#### THE RECORDS ####
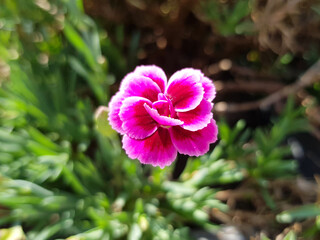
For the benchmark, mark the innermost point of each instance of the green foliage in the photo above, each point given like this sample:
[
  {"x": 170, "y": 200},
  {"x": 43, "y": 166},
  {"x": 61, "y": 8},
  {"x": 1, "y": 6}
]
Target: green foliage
[{"x": 63, "y": 174}]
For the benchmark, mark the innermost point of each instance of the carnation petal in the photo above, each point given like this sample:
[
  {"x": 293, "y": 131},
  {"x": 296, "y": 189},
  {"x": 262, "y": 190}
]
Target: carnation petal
[
  {"x": 185, "y": 89},
  {"x": 197, "y": 118},
  {"x": 153, "y": 72},
  {"x": 156, "y": 150},
  {"x": 140, "y": 86},
  {"x": 136, "y": 121},
  {"x": 209, "y": 89},
  {"x": 162, "y": 120},
  {"x": 194, "y": 143},
  {"x": 114, "y": 109}
]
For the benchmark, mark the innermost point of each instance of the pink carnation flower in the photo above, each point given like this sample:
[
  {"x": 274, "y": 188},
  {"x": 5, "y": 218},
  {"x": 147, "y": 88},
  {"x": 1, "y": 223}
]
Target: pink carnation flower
[{"x": 159, "y": 118}]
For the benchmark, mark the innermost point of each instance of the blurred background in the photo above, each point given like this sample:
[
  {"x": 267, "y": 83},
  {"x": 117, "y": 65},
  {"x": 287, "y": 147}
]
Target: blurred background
[{"x": 63, "y": 173}]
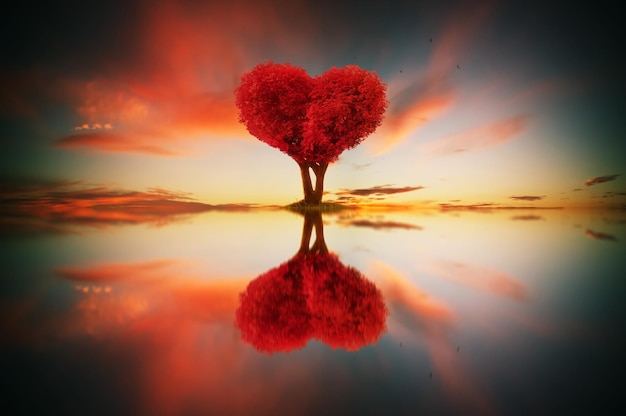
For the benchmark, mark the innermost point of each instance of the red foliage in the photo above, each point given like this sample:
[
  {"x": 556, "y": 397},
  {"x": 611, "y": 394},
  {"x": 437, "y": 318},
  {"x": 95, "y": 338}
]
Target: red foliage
[
  {"x": 312, "y": 120},
  {"x": 311, "y": 296},
  {"x": 273, "y": 315},
  {"x": 347, "y": 310},
  {"x": 347, "y": 105},
  {"x": 272, "y": 101}
]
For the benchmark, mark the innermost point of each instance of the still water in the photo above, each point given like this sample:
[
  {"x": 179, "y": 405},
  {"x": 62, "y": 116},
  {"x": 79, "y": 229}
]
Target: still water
[{"x": 266, "y": 312}]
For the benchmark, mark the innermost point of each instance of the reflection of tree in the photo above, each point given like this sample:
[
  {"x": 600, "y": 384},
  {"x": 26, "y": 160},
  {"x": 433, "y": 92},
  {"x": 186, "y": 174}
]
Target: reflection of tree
[{"x": 312, "y": 295}]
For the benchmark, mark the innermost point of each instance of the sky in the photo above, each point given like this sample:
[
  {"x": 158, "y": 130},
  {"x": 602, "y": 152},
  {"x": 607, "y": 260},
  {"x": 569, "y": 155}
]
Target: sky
[{"x": 491, "y": 104}]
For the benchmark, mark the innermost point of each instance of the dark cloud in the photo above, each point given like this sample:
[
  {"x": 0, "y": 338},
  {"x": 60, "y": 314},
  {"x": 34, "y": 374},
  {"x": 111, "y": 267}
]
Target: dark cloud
[
  {"x": 379, "y": 190},
  {"x": 527, "y": 218},
  {"x": 380, "y": 225},
  {"x": 599, "y": 235},
  {"x": 527, "y": 198},
  {"x": 600, "y": 179}
]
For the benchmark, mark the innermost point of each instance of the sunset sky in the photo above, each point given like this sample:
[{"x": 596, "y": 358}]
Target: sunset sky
[{"x": 495, "y": 103}]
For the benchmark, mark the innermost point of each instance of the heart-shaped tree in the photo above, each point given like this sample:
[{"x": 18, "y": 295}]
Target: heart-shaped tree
[{"x": 313, "y": 120}]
####
### WORK TO COMPLETE
Starting at the line that contains "of the heart-shaped" and ending with the last line of the rows above, present those lines as a Markdown table with the columns Index and Line, skipping any blank lines.

### RIGHT ANSWER
| Index | Line |
|---|---|
| 1 | For the benchmark, mark the innermost point of each instance of the heart-shaped tree in the photo above, each point given like this sample: |
| 2 | [{"x": 18, "y": 295}] |
| 3 | Target: heart-shaped tree |
| 4 | [{"x": 313, "y": 120}] |